Stored data
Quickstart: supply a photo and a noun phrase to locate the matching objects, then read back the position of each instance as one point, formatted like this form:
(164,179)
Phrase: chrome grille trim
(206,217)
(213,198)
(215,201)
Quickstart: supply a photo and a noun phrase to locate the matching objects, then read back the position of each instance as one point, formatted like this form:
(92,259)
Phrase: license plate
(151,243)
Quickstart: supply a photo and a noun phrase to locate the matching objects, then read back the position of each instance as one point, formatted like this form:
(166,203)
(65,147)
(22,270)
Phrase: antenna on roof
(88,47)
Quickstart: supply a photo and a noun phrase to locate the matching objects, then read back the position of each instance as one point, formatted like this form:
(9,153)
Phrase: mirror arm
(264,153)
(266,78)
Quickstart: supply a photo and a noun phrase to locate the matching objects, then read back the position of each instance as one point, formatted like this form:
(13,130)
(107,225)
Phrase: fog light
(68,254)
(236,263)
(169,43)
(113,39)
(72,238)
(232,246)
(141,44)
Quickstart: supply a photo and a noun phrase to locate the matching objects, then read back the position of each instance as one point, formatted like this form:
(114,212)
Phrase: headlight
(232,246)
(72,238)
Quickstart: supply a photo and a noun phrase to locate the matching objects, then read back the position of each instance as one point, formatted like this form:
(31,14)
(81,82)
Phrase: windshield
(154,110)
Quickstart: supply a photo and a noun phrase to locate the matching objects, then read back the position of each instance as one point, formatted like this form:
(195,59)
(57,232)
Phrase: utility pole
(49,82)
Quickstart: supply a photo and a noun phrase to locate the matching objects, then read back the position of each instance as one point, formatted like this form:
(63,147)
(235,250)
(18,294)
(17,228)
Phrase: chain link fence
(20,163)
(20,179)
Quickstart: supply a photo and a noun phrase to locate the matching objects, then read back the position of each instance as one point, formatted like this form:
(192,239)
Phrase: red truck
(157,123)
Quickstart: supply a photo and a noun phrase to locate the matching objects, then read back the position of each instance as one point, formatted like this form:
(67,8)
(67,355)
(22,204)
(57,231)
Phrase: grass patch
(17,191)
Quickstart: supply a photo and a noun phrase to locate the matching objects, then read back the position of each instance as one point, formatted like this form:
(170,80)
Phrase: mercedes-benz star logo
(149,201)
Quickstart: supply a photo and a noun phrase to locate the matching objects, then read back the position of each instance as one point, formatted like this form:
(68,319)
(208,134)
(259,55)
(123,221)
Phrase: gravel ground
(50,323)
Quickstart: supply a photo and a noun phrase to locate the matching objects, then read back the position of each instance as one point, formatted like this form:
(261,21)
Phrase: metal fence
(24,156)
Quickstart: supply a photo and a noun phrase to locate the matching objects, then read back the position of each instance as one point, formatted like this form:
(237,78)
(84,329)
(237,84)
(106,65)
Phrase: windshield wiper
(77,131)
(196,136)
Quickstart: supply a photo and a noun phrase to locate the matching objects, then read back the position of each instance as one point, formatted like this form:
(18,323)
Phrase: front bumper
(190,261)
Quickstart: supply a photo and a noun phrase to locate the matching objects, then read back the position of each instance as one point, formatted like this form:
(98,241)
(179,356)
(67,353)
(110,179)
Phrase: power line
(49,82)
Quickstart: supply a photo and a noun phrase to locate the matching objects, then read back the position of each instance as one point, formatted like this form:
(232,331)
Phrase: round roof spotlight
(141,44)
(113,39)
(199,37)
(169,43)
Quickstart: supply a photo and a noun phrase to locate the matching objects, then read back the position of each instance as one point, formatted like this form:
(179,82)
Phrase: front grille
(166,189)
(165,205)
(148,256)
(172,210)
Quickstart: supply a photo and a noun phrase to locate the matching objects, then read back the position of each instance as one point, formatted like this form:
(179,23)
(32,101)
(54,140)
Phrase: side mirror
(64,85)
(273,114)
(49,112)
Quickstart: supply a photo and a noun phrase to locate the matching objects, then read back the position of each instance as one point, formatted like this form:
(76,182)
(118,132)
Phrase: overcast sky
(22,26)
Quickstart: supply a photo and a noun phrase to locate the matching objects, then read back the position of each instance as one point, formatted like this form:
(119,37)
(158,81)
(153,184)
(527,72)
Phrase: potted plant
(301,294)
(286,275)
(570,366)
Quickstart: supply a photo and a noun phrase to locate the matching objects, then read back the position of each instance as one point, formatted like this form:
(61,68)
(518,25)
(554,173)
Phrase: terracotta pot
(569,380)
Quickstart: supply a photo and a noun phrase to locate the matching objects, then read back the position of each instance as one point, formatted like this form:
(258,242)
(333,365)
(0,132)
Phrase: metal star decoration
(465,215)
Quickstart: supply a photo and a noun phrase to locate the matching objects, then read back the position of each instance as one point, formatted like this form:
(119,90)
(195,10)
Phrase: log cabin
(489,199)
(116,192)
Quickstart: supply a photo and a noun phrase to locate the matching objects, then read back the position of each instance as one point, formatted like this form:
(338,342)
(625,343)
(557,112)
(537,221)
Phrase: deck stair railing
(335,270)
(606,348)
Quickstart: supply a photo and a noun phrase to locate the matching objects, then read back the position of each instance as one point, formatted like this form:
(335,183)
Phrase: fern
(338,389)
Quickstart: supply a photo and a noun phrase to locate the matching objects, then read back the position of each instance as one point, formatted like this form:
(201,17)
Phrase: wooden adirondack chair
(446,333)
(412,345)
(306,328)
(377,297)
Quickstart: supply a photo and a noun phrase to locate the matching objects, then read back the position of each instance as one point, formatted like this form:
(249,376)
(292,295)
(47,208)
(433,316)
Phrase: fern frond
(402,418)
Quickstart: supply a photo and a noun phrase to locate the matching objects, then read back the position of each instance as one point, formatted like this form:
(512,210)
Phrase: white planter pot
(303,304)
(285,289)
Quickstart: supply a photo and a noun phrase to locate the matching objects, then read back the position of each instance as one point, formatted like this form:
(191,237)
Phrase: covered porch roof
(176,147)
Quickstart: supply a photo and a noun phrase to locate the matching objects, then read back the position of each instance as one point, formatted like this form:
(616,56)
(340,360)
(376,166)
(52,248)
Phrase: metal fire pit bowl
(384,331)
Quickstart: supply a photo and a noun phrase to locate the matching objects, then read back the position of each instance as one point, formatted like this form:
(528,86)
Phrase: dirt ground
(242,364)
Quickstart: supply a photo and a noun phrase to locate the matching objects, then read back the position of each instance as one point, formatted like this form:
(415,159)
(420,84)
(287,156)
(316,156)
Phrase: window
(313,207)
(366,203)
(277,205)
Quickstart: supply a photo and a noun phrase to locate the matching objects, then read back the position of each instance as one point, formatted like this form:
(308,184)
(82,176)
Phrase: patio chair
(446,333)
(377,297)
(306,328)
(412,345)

**The task:**
From the data above, extract every line in its exact form.

**Task solution:**
Quickstart: supply a photo and a noun phrase to locate the matching objects, then read back the position of each instance as one point, formatted like this form:
(164,179)
Phrase: chrome grille trim
(206,217)
(213,198)
(215,201)
Quickstart: supply a photo and a noun phrase to locate the matching objects, then read back the position of each instance as one point, formatted like this form:
(92,259)
Phrase: license plate
(151,243)
Quickstart: supply a photo and a noun phrase to locate the matching objects, then read back the position of each instance as one point, formatted like this form:
(166,203)
(65,147)
(22,270)
Phrase: antenna on roof
(88,47)
Quickstart: supply a photo and a noun phrase to locate the matching objects, then read back the position of each instance as one point, formatted like this form:
(9,153)
Phrase: mirror arm
(264,153)
(266,78)
Quickstart: supply a photo and a noun phrase to locate the matching objects, then read back the position of each instance as one point, formatted like this form:
(13,130)
(107,225)
Phrase: fog light
(68,254)
(236,263)
(169,43)
(113,39)
(72,238)
(232,246)
(141,44)
Quickstart: supply a photo and a noun phrase to locate the matching objects, then read back the position of each instance as one point, formatted like this form:
(114,212)
Phrase: headlight
(232,246)
(72,238)
Quickstart: supply a photo and a noun phrase to locate the matching objects, then read back the position of each instance as one point, formatted like this form:
(31,14)
(81,82)
Phrase: windshield
(154,110)
Quickstart: supply a photo and a noun phrase to locate the matching objects, then read back the position of each instance as one point, formatted like this form:
(195,59)
(57,232)
Phrase: utility pole
(49,82)
Quickstart: supply a photo and a noun phrase to locate the matching objects, then read back the position of each instance as one point, formatted like this form:
(63,147)
(235,250)
(18,294)
(17,228)
Phrase: chain link fence
(20,163)
(20,179)
Quickstart: supply a photo and a noun phrase to locate the matching objects, then read back the position of each instance as one point, formatted like this form:
(192,239)
Phrase: red truck
(157,123)
Quickstart: supply a photo and a noun phrase to locate the matching objects, then read back the position of each instance as one point, formatted like this form:
(67,8)
(67,355)
(22,204)
(57,231)
Phrase: grass patch
(17,191)
Quickstart: supply a photo and a noun phrase to locate the matching objects, then read back the position of each instance as one point, formatted like this form:
(170,80)
Phrase: mercedes-benz star logo
(149,201)
Quickstart: supply a photo and a noun phrase to locate the matching objects, then read back the position of each instance as one point, formatted like this form:
(68,319)
(208,134)
(259,55)
(123,221)
Phrase: gravel ground
(50,323)
Quickstart: supply a photo and a noun phrase to locate the matching objects, then read back the position of each instance as one point, formatted like this form:
(261,21)
Phrase: metal fence
(24,156)
Quickstart: supply a photo and a noun phrase to locate the matching objects, then read back the position of each instance as one point, formatted like this form:
(237,78)
(84,329)
(237,84)
(106,65)
Phrase: windshield wiper
(77,131)
(196,136)
Quickstart: supply a photo and a noun phrase to locate the matching objects, then read back the position of each instance as one point, formatted like this form:
(18,323)
Phrase: front bumper
(190,261)
Quickstart: supply a photo and a noun phrase to locate the matching objects, then read back the position of each instance as one point, formatted like this form:
(98,241)
(179,356)
(67,353)
(110,179)
Phrase: power line
(49,82)
Quickstart: supply a photo and a noun phrase to locate the matching objects, then read back the position of each instance as one point, formatted like this form:
(232,331)
Phrase: round roof spotlight
(141,44)
(113,39)
(199,37)
(169,43)
Quickstart: supply a photo and a noun phrase to locate the matching objects, then read back the position of each instance as one point, formatted like this form:
(179,82)
Phrase: front grille
(166,189)
(165,205)
(148,256)
(172,210)
Quickstart: supply a photo and a noun phrase to locate the matching objects, then read back the position of each instance as one point, formatted like this form:
(179,23)
(32,101)
(54,140)
Phrase: side mirror
(64,85)
(273,114)
(49,112)
Quickstart: supply a photo and a noun phrase to locate the matching objects, then read back the position of each instance as one point, formatted like this form:
(76,182)
(118,132)
Phrase: overcast sky
(22,26)
Quickstart: supply a photo and a noun phrase to locate the matching objects, then read back the position of each instance as one point, formatted like this form:
(119,37)
(158,81)
(153,184)
(527,72)
Phrase: potted plant
(301,294)
(286,275)
(570,366)
Quickstart: supply a photo and a noun phrase to locate the matching objects, then read back the position of each instance as one point, formatted like this form:
(61,68)
(518,25)
(554,173)
Phrase: terracotta pot
(569,380)
Quickstart: supply a photo and a noun phrase to locate the matching objects, then read back the position of each instance as one point, formatted like this form:
(258,242)
(333,365)
(0,132)
Phrase: metal star decoration
(465,215)
Quickstart: supply a photo and a noun phrase to locate the matching objects, then read back the position of each instance as one point, formatted like this form:
(119,90)
(195,10)
Phrase: log cabin
(489,199)
(116,192)
Quickstart: supply a photo and a noun phrase to locate the matching objects, then read back the position of each instance as one point, formatted like this form:
(338,342)
(625,343)
(557,112)
(537,221)
Phrase: deck stair railing
(335,270)
(606,348)
Quickstart: supply a photo and a noun phrase to locate the matching objects, then read back the position of each instance as one point, formatted like this form:
(335,183)
Phrase: fern
(338,389)
Quickstart: supply a photo and a noun phrase to locate the matching objects, then read back the position of each instance as one point, formatted like this form:
(201,17)
Phrase: wooden adirondack chair
(446,333)
(412,345)
(306,328)
(377,297)
Quickstart: supply a photo and a noun phrase to locate the matching objects, then read back the position of each instance as one point, formatted like this form:
(249,376)
(292,295)
(47,208)
(433,316)
Phrase: fern frond
(402,418)
Quickstart: supply a photo and a noun phrase to locate the matching objects, then read back the position of each instance as one point, formatted like this form:
(512,210)
Phrase: white planter pot
(303,304)
(285,289)
Quickstart: supply a photo and a noun phrase to locate the matching objects, then read back the position of each instance as one point, formatted like this form:
(191,237)
Phrase: covered porch roof
(176,147)
Quickstart: supply a photo and a noun phrase to locate the matching objects, then read back the position of each instance as one point, formatted like this form:
(616,56)
(340,360)
(376,166)
(52,248)
Phrase: metal fire pit bowl
(384,331)
Quickstart: supply a photo and a noun phrase to locate the matching objects, then read back the position of each instance as one point, formatted like this form:
(528,86)
Phrase: dirt ground
(242,364)
Quickstart: supply a photo and a noun phrase to locate the matching objects, then read back the position of each instance as one point, formatted like this form:
(415,159)
(420,84)
(287,156)
(316,156)
Phrase: window
(313,207)
(366,203)
(277,205)
Quickstart: supply a photo and a noun phrase to locate the matching objects, then read back the position of each instance as one point, formatted like this form:
(308,184)
(82,176)
Phrase: patio chair
(446,333)
(377,297)
(306,328)
(412,345)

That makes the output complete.